Please filter the entries and return only the lines that include "plate".

[Natural-language object grounding data]
# # # # #

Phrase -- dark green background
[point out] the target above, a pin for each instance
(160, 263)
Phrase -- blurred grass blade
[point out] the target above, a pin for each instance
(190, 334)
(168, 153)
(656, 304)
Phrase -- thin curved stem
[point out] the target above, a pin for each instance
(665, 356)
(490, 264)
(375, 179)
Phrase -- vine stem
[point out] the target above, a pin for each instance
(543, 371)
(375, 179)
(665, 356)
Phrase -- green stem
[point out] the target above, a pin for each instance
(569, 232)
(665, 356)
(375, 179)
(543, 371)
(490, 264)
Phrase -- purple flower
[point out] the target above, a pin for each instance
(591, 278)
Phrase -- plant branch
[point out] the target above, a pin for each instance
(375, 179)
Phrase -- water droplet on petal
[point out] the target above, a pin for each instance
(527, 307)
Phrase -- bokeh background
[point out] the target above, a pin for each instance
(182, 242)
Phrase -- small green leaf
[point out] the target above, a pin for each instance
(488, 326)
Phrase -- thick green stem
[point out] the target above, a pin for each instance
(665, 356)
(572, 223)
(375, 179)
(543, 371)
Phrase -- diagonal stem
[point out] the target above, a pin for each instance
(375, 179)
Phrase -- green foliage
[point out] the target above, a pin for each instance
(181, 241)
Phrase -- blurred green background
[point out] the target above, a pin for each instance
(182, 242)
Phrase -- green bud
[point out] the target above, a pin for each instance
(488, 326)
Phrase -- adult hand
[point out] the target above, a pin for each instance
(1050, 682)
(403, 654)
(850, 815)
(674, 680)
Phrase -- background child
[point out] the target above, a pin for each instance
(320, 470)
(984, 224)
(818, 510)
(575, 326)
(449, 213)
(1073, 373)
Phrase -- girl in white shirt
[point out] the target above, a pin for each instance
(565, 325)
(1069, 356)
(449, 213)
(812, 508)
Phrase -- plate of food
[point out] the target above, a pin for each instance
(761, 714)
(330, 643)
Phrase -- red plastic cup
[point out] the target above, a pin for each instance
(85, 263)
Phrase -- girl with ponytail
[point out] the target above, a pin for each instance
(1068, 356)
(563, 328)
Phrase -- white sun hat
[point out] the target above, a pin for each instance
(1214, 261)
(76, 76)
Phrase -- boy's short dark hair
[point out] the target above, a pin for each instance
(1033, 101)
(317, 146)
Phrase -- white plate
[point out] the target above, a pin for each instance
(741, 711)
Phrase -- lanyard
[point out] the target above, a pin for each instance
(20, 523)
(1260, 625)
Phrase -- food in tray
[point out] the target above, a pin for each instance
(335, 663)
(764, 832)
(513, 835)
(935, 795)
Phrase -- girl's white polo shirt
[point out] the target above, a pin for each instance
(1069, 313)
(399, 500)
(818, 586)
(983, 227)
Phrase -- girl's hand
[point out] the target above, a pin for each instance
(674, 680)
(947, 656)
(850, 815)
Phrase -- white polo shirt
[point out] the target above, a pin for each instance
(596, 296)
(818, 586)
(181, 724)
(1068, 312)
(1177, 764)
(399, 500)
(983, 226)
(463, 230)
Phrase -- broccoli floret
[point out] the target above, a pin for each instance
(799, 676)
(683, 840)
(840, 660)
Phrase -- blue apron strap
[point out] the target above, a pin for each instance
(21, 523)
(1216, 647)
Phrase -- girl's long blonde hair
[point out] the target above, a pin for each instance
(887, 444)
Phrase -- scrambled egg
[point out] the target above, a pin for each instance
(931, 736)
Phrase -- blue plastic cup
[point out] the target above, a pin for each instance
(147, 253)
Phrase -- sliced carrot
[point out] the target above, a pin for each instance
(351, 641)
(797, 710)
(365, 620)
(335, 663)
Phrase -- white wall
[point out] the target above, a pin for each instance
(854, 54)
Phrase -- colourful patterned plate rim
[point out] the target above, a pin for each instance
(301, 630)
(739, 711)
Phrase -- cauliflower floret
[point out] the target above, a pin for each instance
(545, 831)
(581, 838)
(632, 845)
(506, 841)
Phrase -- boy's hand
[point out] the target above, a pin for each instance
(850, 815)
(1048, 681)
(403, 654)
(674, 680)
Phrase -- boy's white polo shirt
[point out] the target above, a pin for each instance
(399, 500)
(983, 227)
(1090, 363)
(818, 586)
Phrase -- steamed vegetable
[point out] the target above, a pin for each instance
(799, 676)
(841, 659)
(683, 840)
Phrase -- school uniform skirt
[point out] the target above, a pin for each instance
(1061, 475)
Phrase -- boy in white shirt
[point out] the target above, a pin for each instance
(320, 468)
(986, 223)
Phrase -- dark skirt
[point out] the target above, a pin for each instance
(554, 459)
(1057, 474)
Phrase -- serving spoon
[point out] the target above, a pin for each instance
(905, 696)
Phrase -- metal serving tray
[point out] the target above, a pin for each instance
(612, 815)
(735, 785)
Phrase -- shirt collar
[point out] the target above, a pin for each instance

# # # # #

▶ _Solved exercise_
Phrase -- plate of food
Phrase -- white plate
Phrase -- colourful patterned plate rim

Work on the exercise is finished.